-- Exercise --
Set down exactly the lines below, starting at the one that contains "column 156, row 188" and ending at the one that contains "column 105, row 77", with both of those lines included and nothing else.

-- Material supplied --
Start of Block
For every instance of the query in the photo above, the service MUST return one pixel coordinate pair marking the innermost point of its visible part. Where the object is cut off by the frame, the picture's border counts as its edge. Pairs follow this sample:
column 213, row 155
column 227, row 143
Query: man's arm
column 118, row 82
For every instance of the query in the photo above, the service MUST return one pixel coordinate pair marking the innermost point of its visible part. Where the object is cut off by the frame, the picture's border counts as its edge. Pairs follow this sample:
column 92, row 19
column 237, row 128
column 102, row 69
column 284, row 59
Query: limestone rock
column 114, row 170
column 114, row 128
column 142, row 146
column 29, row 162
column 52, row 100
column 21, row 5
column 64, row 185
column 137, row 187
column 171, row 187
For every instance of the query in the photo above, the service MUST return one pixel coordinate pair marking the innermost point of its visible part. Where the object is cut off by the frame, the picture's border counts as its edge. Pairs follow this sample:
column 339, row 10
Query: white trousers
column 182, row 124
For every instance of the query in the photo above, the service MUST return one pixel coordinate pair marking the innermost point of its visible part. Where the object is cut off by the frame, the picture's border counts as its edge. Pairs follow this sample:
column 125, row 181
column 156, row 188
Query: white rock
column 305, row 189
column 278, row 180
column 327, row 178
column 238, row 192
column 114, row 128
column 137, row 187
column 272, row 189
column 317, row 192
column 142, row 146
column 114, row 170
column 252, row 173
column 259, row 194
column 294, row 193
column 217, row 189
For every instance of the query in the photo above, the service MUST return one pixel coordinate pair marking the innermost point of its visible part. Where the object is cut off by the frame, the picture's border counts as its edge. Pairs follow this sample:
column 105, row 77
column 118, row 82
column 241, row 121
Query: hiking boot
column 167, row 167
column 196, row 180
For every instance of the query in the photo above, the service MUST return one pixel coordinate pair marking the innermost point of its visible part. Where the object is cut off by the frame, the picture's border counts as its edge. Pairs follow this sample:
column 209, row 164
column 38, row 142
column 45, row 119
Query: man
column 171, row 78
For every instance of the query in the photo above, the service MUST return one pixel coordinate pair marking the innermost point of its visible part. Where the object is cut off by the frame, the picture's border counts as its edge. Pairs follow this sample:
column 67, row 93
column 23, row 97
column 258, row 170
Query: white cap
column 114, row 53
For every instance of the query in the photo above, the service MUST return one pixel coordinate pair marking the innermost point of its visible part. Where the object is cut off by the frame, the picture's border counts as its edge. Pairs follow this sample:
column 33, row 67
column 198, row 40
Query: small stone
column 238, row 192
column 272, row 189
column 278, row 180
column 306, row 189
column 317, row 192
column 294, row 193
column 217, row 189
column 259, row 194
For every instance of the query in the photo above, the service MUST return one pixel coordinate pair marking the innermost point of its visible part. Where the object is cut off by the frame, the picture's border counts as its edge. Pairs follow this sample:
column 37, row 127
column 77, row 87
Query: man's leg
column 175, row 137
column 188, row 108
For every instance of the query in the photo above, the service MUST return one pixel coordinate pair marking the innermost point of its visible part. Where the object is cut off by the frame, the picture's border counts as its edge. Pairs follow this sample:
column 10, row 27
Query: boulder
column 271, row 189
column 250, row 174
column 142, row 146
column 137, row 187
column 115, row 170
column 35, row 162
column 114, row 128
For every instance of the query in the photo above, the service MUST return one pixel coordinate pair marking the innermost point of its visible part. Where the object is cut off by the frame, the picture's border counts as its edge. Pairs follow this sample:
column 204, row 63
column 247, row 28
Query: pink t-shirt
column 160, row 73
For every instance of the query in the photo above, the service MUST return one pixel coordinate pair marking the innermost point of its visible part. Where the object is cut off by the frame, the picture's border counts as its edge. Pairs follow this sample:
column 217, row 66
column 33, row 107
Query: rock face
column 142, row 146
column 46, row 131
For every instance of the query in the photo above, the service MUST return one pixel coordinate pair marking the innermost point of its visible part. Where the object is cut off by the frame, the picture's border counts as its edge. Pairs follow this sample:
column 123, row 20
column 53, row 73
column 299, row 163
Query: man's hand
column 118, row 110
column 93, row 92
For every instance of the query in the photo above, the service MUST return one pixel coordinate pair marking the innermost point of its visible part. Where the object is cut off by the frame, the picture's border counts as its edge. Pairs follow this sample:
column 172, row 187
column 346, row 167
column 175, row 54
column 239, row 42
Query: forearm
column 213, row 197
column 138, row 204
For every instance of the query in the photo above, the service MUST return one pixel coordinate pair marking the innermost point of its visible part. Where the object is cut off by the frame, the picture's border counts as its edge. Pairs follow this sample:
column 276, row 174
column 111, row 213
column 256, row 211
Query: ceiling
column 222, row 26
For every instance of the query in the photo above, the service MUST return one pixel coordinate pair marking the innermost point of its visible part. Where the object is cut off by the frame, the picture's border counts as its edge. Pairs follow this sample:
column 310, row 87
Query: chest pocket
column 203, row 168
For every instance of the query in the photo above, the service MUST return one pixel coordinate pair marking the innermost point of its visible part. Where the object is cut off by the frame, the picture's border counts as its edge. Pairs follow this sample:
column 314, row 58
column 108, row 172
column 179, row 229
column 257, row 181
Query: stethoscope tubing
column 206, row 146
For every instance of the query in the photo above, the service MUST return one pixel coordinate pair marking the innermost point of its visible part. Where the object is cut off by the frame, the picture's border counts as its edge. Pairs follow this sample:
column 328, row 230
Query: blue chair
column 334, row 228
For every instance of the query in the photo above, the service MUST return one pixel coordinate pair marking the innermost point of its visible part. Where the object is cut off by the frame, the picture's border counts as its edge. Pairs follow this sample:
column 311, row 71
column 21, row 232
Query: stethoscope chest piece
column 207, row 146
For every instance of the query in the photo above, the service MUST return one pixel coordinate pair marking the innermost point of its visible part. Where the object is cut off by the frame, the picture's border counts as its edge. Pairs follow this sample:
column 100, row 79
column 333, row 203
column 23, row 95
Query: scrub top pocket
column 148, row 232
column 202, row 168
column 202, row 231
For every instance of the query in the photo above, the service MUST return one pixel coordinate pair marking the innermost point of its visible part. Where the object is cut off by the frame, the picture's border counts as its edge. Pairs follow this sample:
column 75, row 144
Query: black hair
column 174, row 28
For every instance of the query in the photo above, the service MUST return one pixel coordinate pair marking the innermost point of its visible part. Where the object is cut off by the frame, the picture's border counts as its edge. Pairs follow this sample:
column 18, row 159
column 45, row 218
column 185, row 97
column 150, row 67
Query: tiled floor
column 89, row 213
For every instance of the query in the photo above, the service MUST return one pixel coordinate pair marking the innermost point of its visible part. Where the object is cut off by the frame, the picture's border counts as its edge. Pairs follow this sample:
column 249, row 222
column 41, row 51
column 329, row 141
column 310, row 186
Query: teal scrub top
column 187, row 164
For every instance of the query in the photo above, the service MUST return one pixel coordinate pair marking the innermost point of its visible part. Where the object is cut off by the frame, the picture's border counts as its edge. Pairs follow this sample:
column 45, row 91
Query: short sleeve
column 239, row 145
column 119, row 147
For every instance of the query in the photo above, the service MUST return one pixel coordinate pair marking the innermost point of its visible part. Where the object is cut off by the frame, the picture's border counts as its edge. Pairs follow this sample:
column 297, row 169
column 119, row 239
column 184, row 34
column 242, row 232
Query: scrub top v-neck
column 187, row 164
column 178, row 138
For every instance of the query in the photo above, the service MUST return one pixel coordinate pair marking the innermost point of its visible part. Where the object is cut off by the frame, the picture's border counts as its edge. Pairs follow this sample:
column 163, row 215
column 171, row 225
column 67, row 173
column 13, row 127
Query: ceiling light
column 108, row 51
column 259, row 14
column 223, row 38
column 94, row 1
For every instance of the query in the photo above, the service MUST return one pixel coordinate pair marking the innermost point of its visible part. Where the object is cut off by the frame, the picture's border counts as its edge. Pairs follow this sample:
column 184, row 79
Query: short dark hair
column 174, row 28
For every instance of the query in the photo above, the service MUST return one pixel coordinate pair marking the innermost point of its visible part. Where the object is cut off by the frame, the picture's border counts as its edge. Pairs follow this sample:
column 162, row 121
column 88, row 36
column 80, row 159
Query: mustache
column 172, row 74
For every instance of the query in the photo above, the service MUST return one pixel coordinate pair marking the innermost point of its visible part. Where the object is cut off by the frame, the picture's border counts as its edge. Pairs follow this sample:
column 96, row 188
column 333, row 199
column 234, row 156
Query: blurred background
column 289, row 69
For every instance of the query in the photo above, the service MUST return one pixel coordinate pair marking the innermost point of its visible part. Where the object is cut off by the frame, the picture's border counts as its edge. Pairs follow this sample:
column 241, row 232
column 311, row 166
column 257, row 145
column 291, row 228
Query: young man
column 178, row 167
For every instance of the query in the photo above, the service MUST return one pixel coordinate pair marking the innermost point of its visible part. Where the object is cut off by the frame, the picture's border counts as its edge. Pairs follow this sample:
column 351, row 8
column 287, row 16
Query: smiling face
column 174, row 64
End of Block
-- Answer for the task --
column 156, row 188
Query: white rock
column 305, row 189
column 278, row 180
column 327, row 178
column 238, row 192
column 114, row 128
column 137, row 187
column 272, row 189
column 317, row 192
column 142, row 146
column 114, row 170
column 252, row 173
column 259, row 194
column 294, row 193
column 217, row 189
For every instance of the query in the photo above, the service MUST return one pixel coordinate pair marking the innermost point of its visible part. Where the object is cut off by the frame, the picture's border counts as its edge. Pairs follow this sample:
column 105, row 77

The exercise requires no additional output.